*** DATA SUPPLIED
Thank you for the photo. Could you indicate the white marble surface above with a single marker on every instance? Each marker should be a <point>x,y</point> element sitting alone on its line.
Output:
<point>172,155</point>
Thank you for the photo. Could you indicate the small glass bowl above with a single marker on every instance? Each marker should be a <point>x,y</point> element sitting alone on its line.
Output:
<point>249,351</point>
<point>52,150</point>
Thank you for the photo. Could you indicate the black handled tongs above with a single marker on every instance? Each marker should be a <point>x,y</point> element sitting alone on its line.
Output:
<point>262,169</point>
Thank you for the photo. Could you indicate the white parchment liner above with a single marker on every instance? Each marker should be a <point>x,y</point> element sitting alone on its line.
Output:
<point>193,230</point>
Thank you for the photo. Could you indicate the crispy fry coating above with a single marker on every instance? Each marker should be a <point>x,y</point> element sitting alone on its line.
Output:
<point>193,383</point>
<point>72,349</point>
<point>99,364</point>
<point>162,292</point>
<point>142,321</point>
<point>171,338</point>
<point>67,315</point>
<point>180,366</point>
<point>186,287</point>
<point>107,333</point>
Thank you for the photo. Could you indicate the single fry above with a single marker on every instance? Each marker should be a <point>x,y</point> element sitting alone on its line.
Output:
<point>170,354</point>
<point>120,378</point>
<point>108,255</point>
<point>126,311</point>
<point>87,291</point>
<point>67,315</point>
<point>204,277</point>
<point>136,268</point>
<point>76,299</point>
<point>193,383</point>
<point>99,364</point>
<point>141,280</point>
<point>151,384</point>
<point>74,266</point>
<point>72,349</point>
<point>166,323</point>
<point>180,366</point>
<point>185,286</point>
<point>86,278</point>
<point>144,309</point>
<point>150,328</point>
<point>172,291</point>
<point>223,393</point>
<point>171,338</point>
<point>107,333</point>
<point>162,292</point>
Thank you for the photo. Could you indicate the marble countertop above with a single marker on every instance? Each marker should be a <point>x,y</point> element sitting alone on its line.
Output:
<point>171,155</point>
******
:: TASK BRIEF ::
Extract each line from the listing above, please, and repeat it exactly.

:: COMPLETE OUTPUT ::
Thank you for the photo. Could you indicate the white marble surface above with a single marker on every instance? Each marker should be a <point>x,y</point> element sitting alone on its line.
Output:
<point>172,155</point>
Thank you for the photo. Could you indicate the small glass bowl above with a single marker on every instance? Each marker should be a <point>x,y</point> element sitting alone on its line.
Output:
<point>249,351</point>
<point>52,150</point>
Thank you for the photo. Could you indicate the black handled tongs above with a single marker on every instance? Each marker should be a <point>x,y</point> element sitting alone on its line.
Output:
<point>262,169</point>
Thank you for the photo. Could you indicate the white parchment liner above with a single marker on every instance? Each marker should be a <point>x,y</point> element sitting alone on its line.
Output:
<point>193,230</point>
Thank you for the photo. Could you indicate the crispy fry coating above with a single marker on every instance? Each marker should be a <point>x,y</point> element sitting alone on its line.
Output:
<point>193,383</point>
<point>72,349</point>
<point>99,364</point>
<point>162,292</point>
<point>142,321</point>
<point>171,338</point>
<point>67,315</point>
<point>180,366</point>
<point>186,287</point>
<point>107,333</point>
Thank you for the photo. Could you indicate the single fry above with a single marker on every instance? Each marker should be a <point>x,y</point> element sitting alone on its line.
Output:
<point>170,354</point>
<point>120,378</point>
<point>108,255</point>
<point>126,311</point>
<point>87,291</point>
<point>67,315</point>
<point>204,277</point>
<point>136,268</point>
<point>76,299</point>
<point>193,383</point>
<point>99,364</point>
<point>141,280</point>
<point>151,384</point>
<point>74,266</point>
<point>72,349</point>
<point>166,323</point>
<point>180,366</point>
<point>185,286</point>
<point>86,278</point>
<point>144,309</point>
<point>150,328</point>
<point>172,291</point>
<point>223,393</point>
<point>171,338</point>
<point>107,333</point>
<point>162,292</point>
Thank you for the photo. Could you indicate the marble countertop above with a single marker on every instance? Each marker should be a <point>x,y</point> element sitting alone on its line.
Output:
<point>171,155</point>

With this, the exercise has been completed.